BEGIN

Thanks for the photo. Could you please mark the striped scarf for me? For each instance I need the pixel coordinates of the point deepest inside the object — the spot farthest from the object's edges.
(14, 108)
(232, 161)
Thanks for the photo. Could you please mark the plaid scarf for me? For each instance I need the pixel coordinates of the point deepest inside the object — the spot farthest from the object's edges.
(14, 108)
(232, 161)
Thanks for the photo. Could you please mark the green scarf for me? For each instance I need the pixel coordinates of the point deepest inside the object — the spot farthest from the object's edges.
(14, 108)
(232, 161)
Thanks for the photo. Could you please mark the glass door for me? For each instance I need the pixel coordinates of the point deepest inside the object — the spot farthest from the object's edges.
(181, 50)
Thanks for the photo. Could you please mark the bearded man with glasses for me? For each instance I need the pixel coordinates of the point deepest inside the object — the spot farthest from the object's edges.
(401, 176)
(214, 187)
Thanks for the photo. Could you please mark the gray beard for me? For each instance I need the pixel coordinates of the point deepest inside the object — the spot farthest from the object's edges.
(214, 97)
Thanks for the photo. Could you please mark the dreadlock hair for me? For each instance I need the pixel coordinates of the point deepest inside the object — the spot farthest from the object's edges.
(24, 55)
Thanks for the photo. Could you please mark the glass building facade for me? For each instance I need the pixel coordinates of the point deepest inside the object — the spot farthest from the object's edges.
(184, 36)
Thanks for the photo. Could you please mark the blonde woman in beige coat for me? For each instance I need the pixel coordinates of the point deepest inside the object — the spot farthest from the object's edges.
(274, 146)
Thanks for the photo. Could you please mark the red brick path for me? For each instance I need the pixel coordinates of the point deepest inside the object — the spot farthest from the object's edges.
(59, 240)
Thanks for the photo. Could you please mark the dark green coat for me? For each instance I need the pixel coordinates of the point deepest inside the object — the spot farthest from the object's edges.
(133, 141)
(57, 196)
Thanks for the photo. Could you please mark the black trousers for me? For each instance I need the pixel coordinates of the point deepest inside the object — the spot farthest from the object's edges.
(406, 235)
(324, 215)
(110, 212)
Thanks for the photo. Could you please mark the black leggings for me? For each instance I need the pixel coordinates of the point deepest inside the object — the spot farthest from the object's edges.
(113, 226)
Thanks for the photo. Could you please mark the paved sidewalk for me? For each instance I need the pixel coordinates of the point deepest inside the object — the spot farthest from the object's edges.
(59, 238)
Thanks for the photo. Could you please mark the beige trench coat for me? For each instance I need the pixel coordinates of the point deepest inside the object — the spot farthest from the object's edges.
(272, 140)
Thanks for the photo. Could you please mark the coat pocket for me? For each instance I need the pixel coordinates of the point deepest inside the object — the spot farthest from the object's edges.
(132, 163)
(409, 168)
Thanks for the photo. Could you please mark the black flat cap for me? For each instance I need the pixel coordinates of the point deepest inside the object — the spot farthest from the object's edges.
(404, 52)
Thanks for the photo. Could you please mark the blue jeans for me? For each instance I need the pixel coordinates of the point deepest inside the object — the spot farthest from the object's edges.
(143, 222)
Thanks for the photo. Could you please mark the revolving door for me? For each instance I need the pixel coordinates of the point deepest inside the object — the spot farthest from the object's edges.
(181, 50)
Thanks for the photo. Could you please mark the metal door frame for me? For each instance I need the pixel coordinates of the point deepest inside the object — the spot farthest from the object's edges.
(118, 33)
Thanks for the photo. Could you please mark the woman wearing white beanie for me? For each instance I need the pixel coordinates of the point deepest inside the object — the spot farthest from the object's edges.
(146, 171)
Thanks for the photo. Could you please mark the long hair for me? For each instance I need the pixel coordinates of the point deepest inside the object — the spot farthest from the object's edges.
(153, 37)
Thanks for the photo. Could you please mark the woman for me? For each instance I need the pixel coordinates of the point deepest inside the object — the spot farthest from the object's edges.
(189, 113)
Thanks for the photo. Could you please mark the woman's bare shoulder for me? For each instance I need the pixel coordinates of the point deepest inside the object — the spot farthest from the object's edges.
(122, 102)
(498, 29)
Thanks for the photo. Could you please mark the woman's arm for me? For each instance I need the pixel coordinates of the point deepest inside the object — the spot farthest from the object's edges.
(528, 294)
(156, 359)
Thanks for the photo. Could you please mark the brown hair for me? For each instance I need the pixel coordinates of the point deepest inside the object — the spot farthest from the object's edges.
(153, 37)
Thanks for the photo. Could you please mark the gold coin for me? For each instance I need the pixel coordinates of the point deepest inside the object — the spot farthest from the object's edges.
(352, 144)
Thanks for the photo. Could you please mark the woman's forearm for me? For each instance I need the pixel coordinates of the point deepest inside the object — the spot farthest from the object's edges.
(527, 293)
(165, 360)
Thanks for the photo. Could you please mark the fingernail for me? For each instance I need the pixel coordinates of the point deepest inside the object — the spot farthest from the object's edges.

END

Retype the material above in full, with nothing altered.

Thanks for the photo. Could you please mark the striped scarf for me? For each instance I need the pixel coordinates of the point deepest inside the object — the spot farthest from the object's edges.
(14, 108)
(232, 161)
Thanks for the photo. Could you please mark the plaid scarf for me? For each instance I need the pixel coordinates of the point deepest inside the object — the spot farthest from the object's edges.
(14, 108)
(232, 161)
Thanks for the photo. Could you please mark the green scarf for me? For each instance I need the pixel coordinates of the point deepest inside the object — the spot farthest from the object's edges.
(14, 108)
(232, 161)
Thanks for the photo. Could you please mark the glass door for me? For each instance I need the pixel coordinates of the point deepest inside the object — the spot farthest from the object's edges.
(181, 50)
Thanks for the photo. Could you please mark the bearded man with glasses for me? For each instance I need the pixel coordinates of the point deepest inside the object — the spot farthest from the object's edges.
(401, 176)
(214, 187)
Thanks for the photo. Could you please mark the gray beard for me? For each instance I need the pixel coordinates of the point deepest inside the object — the spot farthest from the object's edges.
(214, 97)
Thanks for the photo. Could you please mark the dreadlock hair for me? For each instance I need the pixel coordinates of the point deepest inside the object — the spot farthest from the object's edges.
(24, 55)
Thanks for the photo. Could you please mark the glass building facade for me? For each instance I need the pixel coordinates of the point deepest inside the object — the spot farthest from the object's edges.
(184, 36)
Thanks for the photo. Could you please mark the blonde woman in beige coat for me? For each instance I need the pixel coordinates of the point deepest inside the object — the spot farthest from the object's edges.
(274, 146)
Thanks for the photo. Could you please mark the red brick path for me? For each instance I need the pixel coordinates of the point deepest inside the object — the spot farthest from the object's edges.
(59, 240)
Thanks for the photo. Could you please mark the dark green coat for me? For each instance I need the pixel coordinates of the point deepest inside the object — the spot farthest from the object's edges.
(133, 141)
(57, 196)
Thanks for the photo. Could you please mark the black trousers for me? For each instance I need the pixel coordinates of the point deepest inside the object — the spot farthest from the object's edges.
(406, 235)
(324, 215)
(110, 212)
Thanks for the photo. Could you please mark the black leggings for me? For each instance I need the pixel coordinates of the point deepest inside the object — the spot farthest from the object's edges.
(113, 226)
Thanks for the photo. Could you please mark the paved sidewalk for me? For each instance I need the pixel coordinates of the point deepest inside the object — the spot farthest from the object's edges.
(59, 238)
Thanks for the photo. Could you please mark the beige trench coat for me? For each instance I need the pixel coordinates of the point deepest inside the object — the spot farthest from the object's edges.
(272, 140)
Thanks for the photo. Could you please mark the coat pocket for me? For each instance I need the pixel coordinates of the point deepest inside the object — the spot farthest from the object's edges.
(132, 163)
(409, 168)
Thanks for the photo. Could you please mark the black flat cap for me? For each instance I need the pixel coordinates of the point deepest inside the object — the spot farthest from the object's edges.
(404, 52)
Thanks for the photo. Could you please mark the blue jeans for me? For each instance I need the pixel coordinates of the point deepest inside the object — the spot farthest from the object's edges.
(143, 222)
Thanks for the photo. Could you please mark the revolving door for me? For each instance I need the pixel coordinates of the point deepest inside the object — the spot farthest from the object's edges.
(181, 50)
Thanks for the photo. Could you please mark the metal door frame for me? For each instance I need the pixel coordinates of the point deepest inside the object — the spot farthest from the object's edges.
(118, 33)
Thanks for the photo. Could you please mark the woman wearing white beanie for me? For each instance I need the pixel coordinates of the point deepest inside the object — the spot farthest from the object's edges.
(146, 171)
Thanks for the photo. Could you please mark the long hair for me? For each instance I need the pixel coordinates of the point deepest inside the object — the spot farthest from the object's edges.
(153, 37)
Thanks for the photo. Could you please mark the woman for me? For each instance I need the pixel coordinates of the point deepest inside the object — the spot farthest from the object's edges.
(189, 113)
Thanks for the photo. Could you please mark the woman's bare shoulder for me? For each instance I need the pixel coordinates of the point deepest inside the object — the spot farthest from the object's edges.
(122, 102)
(498, 29)
Thanks for the photo. Could you please mark the woman's arm for me? For each instance I need the pixel coordinates of the point deepest inside the object — the spot farthest from the object's edges.
(528, 294)
(156, 359)
Thanks for the photo. Could you please mark the brown hair for me? For each instance I need the pixel coordinates of the point deepest inside the object — the spot farthest from the object's edges.
(153, 37)
Thanks for the photo. Could you please mark the gold coin for me? For each instance I need the pixel coordinates of the point deepest inside the object — the spot farthest from the object's edges.
(352, 144)
Thanks for the photo. Could you please mark the woman's forearm for me? For each instance I need the pixel coordinates of the point deepest inside the object — the spot farthest from the object's edges.
(527, 293)
(165, 360)
Thanks for the photo. Could you please mark the fingernail for me? For each instance I need the pixel coordinates of the point deepest inside the object — the spot farthest from the object's edges.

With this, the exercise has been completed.